Businesspeople should think more like scientists, where failures present opportunities for solutions03 May 2023
Moira Gilchrist, Vice President, Strategic and Scientific Communications, Philip Morris International
As business leaders, it’s easy to feel uncomfortable talking about failure. But why? Is it because we fear it will be perceived as a weakness, or that our mistakes will suggest we’re not a source of good ideas?
The truth is, success feeds off failure. Behind every great idea are prototypes that didn’t work but led to open-minded investigations, building the foundations for the innovation that triumphed.
Failures are part of the process. What counts is how we turn a problem into a solution.
Experiment, evaluate, improve
I’m a scientist, even though I now work in communications. I trained as a pharmacist and worked for many years in ‘pharma.’ And I soon learned that failure is a fundamental part of the scientific process.
In fact, in science we don’t call it failure, we call it experimentation.
We start with a theory, and then experiment to prove whether it’s correct or not. When it’s not, we go back to the drawing board, make the necessary changes, and try again.
Behind any scientific success story is a scientist who worked to overcome failure through learning, creating, changing, and following what the evidence revealed.
So, far from seeing failure as something to be ashamed of, scientists recognize and celebrate it as the backbone on which great science is built.
Business leaders who understand the value of the scientific process acknowledge the role of failure in their success stories. And it’s refreshing to hear that.
Bill Gates wrote in his book, ‘Business @ the Speed of Thought’: “Once you embrace unpleasant news not as negative but as evidence of a need for change, you aren’t defeated by it. You’re learning from it. It’s all in how you approach failures. And believe me, we know a lot about failures at Microsoft.”
Tim Cook has been a key player in the meteoric rise of Apple, but for every successful product, he admits there have been many that didn’t make the cut.

== Data to examine ==
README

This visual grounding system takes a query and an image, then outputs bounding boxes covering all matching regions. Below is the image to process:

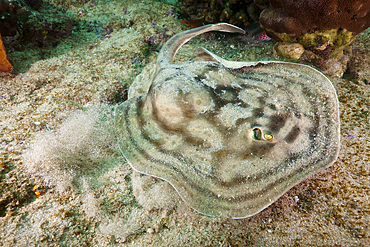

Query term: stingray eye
[253,128,262,140]
[263,133,274,141]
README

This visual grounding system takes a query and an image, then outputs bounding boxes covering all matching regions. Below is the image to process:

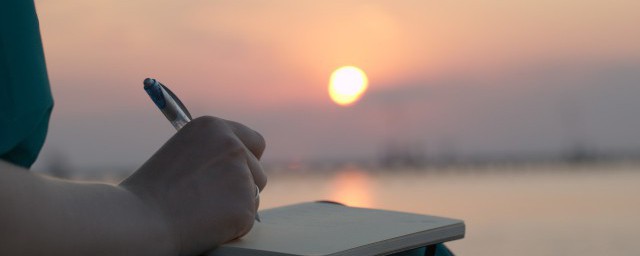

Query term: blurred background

== Check your understanding ==
• A. Reproduce everything in the essay on failure above, from "Business leaders who" down to "make the cut.".
• B. Carry on the essay about failure as a path to solutions, picking up right after its final sentence.

== Answers to the exercise ==
• A.
Business leaders who understand the value of the scientific process acknowledge the role of failure in their success stories. And it’s refreshing to hear that.
Bill Gates wrote in his book, ‘Business @ the Speed of Thought’: “Once you embrace unpleasant news not as negative but as evidence of a need for change, you aren’t defeated by it. You’re learning from it. It’s all in how you approach failures. And believe me, we know a lot about failures at Microsoft.”
Tim Cook has been a key player in the meteoric rise of Apple, but for every successful product, he admits there have been many that didn’t make the cut.

• B.
In a 2021 interview, he said: “Failing is a part of life. And it’s a part of [life] whether you’re a new company, a startup, or you’re a company that’s been around for a while. If you’re not failing, you’re not trying enough different things.”
The science and experimentation behind our work
As my career has developed, I still apply that analytical curiosity to whatever project I’m working on—trial and error, experimentation, and constant learning.
At Philip Morris International, science sits at the core of our business transformation. My company recognizes the importance of taking risks and learning from mistakes—two concepts that are at the heart of innovation.
Our portfolio of smoke-free products is the result of 30 years of research and development, more than USD 10.5 billion in investment since 2008, and the work of hundreds of leading scientists and engineers at our R&D center in Switzerland.
We trust the science behind our products because we’ve reviewed the evidence. But it’s important that people don’t just take our word for it. At PMI, we practice what we call aggressive transparency in our findings and research protocols. This means we appeal for others to scrutinize our processes and data—and invite fact-based conversation around the products driving our business ambitions.
Our science shows that PMI’s smoke-free products, while not risk-free, are a much better choice than cigarettes for adults who would otherwise continue to smoke.
This is perhaps the most beautiful thing about science—that, when built on robust foundations and steered by tenacious and talented people who don’t fear failure, it can lead to innovations capable of changing the world.